## WHAT IS REQUIRED
Express the records from the line with "of the bare" to the line with "column 392, row 157", both included, as a two-column CSV headed instruction and output, one row per record. Put each record's text and its answer in a single quoted field apiece, with line breaks replaced by spaces.
━━━━━━━━━━━━━━━━━━━━
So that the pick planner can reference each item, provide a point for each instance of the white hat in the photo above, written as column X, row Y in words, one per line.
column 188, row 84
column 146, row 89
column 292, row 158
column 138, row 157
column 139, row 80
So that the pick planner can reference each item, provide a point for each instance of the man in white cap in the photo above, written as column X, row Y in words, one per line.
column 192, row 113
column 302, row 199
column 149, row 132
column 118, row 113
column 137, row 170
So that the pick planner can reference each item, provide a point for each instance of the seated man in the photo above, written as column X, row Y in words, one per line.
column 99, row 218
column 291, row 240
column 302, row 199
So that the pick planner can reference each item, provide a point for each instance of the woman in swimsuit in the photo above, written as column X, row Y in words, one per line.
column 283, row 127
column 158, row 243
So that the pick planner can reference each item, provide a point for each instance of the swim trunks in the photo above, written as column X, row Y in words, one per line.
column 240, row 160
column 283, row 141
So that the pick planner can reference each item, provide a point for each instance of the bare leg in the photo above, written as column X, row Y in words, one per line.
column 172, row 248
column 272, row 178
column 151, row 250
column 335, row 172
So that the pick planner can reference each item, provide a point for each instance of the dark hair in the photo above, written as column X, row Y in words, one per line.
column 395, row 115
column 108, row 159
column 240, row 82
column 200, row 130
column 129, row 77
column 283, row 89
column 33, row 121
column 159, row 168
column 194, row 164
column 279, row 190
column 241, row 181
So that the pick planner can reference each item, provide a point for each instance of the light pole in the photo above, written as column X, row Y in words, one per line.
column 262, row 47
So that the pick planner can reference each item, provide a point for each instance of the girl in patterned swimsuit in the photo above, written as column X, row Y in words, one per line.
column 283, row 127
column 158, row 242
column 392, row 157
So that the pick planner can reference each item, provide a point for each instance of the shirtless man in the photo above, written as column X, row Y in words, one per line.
━━━━━━━━━━━━━━━━━━━━
## EXERCISE ANSWER
instruction,output
"So that the pick planner can reference each item, provide a point for each instance of the bare leg in the photo above, written as column X, row Y in words, one per line.","column 172, row 248 column 272, row 178 column 151, row 250 column 335, row 172"
"So that the pick planner can reference each item, provide a point for each instance of the dark hair in the photo above, written as column X, row Y in words, one per line.","column 395, row 115 column 108, row 159 column 240, row 82 column 200, row 130 column 129, row 77 column 283, row 89 column 33, row 121 column 159, row 168 column 194, row 164 column 279, row 190 column 241, row 181"
"So that the pick planner can reference each item, provide a point for each instance of the light pole in the photo above, written as column X, row Y in words, one per line.","column 262, row 47"
"So that the pick planner can reference each item, provide a point for each instance of the girl in patterned swimsuit in the photo above, written as column X, row Y in words, one per line.","column 283, row 127 column 158, row 242 column 392, row 157"